■ **REQUIREMENT**:
Return every line below that contains the string "positive".

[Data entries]
# # # # # # #

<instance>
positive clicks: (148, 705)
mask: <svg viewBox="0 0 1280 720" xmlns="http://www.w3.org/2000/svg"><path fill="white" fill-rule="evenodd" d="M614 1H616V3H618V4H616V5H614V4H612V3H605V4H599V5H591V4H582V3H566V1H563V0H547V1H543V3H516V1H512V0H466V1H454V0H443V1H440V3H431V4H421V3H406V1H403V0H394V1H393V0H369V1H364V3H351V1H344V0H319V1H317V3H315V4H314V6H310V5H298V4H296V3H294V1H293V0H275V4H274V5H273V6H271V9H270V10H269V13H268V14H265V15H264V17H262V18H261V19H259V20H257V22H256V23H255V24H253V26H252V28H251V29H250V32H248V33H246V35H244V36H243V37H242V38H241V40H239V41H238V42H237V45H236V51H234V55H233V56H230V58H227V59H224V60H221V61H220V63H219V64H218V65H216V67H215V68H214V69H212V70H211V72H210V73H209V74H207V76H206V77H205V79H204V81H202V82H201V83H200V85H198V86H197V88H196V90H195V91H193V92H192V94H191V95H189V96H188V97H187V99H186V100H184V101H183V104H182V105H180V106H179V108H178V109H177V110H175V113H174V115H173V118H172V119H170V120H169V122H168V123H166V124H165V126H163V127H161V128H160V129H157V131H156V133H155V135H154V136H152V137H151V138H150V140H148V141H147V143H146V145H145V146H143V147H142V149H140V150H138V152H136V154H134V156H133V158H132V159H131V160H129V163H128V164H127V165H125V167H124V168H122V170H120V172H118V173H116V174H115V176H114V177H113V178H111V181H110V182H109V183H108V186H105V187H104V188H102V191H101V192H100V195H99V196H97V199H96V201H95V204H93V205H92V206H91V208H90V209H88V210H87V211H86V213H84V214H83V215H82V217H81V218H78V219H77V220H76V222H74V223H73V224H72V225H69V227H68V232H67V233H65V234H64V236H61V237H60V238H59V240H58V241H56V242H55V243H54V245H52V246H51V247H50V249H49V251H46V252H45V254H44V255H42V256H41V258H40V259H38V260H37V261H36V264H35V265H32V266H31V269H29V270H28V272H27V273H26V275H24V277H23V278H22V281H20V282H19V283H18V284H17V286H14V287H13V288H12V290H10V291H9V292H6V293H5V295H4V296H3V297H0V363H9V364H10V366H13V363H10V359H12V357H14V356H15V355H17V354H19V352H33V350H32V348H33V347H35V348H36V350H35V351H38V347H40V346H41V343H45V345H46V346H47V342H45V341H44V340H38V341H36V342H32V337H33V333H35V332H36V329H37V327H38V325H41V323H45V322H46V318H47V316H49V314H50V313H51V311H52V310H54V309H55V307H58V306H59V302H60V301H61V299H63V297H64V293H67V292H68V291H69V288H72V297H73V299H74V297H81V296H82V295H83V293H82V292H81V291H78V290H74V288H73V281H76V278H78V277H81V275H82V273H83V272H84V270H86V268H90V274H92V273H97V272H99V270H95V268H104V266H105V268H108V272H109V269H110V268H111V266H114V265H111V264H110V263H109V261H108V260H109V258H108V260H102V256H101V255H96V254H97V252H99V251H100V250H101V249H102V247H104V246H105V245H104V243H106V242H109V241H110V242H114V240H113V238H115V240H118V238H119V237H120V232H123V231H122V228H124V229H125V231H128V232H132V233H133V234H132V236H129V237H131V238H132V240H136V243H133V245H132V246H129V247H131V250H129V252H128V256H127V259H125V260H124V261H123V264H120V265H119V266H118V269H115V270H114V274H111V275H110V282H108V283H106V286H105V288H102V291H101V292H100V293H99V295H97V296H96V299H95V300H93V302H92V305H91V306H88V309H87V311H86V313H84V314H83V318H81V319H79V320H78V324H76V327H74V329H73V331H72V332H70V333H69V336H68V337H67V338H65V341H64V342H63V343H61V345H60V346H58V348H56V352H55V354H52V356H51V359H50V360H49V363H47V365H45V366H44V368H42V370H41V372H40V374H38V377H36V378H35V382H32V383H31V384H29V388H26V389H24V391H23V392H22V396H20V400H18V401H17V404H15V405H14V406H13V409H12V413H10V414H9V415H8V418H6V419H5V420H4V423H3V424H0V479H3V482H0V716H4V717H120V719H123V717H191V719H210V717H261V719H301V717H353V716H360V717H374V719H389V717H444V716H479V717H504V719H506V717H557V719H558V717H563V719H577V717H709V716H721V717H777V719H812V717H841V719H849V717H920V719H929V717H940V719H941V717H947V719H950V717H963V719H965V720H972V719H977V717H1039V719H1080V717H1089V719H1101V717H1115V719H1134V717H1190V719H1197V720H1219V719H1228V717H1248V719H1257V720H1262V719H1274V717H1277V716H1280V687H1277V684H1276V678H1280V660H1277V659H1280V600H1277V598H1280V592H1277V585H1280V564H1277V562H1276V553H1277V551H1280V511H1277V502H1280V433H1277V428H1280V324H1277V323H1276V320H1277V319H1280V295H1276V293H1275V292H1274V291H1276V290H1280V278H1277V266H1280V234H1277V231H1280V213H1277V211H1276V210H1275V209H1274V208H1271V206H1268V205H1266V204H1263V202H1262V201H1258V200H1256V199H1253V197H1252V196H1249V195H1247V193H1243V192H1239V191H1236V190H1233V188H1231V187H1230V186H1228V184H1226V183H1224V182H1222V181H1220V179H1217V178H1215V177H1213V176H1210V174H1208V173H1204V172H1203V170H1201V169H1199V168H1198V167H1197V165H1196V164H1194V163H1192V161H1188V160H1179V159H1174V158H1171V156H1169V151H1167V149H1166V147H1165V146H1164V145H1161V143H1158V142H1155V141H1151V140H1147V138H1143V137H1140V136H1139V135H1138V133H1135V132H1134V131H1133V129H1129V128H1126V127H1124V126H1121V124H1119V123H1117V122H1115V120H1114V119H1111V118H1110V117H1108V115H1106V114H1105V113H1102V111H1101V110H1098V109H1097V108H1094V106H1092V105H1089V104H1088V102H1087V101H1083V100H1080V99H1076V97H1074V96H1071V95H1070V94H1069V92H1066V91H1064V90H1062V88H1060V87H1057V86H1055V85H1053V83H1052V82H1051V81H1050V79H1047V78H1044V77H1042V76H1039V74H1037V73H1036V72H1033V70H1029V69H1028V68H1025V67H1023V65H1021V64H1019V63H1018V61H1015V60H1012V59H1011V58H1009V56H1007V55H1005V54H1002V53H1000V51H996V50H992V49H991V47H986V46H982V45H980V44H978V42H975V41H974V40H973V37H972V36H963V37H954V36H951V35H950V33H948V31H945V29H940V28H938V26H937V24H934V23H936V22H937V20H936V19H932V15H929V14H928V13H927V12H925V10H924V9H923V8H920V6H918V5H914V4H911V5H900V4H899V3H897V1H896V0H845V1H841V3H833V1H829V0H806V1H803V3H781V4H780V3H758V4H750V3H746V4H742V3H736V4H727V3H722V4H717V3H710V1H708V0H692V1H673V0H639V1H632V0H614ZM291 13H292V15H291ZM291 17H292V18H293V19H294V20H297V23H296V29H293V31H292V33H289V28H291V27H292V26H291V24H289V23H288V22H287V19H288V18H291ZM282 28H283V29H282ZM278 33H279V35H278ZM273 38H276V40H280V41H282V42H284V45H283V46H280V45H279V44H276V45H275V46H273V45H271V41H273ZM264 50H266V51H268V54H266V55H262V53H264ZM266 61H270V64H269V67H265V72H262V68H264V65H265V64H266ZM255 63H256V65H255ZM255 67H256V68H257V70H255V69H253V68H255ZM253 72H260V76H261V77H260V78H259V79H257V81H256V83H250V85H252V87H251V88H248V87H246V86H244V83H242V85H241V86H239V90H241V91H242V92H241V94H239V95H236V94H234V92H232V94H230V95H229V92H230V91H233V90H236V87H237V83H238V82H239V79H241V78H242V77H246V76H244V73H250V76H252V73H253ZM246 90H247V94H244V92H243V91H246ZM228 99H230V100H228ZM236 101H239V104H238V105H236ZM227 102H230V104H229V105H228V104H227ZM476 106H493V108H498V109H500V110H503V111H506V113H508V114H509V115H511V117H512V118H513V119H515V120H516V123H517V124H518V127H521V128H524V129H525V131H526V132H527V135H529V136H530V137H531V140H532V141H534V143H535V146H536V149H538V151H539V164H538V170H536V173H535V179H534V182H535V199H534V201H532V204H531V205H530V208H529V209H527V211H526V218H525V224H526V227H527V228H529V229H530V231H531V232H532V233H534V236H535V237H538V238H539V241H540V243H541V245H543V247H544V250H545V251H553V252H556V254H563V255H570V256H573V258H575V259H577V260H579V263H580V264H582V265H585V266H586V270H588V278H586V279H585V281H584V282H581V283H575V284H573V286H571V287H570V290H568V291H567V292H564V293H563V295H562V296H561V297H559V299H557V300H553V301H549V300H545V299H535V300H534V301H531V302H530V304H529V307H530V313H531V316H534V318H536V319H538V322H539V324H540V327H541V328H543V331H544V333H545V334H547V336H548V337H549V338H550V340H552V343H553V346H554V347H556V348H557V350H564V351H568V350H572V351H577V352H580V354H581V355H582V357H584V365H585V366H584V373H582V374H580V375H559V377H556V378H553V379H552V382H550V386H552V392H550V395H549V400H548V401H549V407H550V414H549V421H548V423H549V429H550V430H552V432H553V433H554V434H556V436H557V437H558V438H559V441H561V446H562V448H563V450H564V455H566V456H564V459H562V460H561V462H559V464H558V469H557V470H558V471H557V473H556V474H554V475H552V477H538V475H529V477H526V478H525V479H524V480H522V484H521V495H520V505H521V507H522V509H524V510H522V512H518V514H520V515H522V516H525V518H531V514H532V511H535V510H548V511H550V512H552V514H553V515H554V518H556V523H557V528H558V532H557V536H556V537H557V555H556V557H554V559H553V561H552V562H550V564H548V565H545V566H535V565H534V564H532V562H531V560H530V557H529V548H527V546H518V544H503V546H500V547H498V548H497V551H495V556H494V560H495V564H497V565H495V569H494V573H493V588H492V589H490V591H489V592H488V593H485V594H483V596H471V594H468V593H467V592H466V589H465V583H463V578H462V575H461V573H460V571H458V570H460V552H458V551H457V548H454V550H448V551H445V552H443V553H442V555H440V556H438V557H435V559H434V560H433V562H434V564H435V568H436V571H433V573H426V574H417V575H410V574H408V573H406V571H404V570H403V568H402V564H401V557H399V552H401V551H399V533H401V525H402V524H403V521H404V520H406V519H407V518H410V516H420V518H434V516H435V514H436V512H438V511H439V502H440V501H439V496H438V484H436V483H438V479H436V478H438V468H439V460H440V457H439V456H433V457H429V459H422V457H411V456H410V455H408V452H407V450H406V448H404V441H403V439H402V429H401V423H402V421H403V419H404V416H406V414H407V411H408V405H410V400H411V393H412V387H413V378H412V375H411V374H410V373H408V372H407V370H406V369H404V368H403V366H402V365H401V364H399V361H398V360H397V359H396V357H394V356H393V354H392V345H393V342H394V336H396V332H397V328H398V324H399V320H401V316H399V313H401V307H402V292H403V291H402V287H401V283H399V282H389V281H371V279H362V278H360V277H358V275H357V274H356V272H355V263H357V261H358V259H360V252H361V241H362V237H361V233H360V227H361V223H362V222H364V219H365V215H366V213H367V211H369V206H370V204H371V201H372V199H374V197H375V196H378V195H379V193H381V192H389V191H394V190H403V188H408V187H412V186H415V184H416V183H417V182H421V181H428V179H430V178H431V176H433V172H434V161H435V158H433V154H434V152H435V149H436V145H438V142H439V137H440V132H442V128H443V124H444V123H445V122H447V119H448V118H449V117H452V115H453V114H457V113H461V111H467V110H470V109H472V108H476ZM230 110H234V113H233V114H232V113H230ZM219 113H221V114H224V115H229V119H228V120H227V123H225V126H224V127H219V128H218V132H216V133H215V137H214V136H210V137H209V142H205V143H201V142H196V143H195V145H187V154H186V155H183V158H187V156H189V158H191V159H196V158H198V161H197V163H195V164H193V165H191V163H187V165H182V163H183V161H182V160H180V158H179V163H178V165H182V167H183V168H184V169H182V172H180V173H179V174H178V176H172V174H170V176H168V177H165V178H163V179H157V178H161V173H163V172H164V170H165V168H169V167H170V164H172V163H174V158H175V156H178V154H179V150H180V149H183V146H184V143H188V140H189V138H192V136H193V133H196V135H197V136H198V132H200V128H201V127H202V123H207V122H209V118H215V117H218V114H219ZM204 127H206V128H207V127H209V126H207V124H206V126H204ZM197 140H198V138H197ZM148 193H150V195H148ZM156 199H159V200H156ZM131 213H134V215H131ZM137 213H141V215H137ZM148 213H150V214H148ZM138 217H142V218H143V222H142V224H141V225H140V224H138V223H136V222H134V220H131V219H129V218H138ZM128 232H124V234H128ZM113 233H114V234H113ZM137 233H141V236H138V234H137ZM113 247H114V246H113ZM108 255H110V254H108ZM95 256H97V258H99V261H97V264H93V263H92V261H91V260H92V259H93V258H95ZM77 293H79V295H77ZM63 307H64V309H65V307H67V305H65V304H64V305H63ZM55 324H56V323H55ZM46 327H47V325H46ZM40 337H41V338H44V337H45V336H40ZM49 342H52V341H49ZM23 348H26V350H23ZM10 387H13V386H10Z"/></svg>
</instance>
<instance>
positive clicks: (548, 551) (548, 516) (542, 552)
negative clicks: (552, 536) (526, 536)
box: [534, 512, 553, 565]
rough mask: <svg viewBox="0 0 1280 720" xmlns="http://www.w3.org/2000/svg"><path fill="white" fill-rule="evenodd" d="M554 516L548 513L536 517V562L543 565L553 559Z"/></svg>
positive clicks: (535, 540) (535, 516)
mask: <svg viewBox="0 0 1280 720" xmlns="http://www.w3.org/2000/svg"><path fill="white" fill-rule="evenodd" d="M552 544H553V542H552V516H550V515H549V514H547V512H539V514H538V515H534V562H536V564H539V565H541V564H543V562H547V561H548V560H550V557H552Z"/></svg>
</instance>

# # # # # # #

■ **EXERCISE SOLUTION**:
positive clicks: (148, 705)
positive clicks: (548, 551) (548, 516) (542, 552)
positive clicks: (535, 540) (535, 516)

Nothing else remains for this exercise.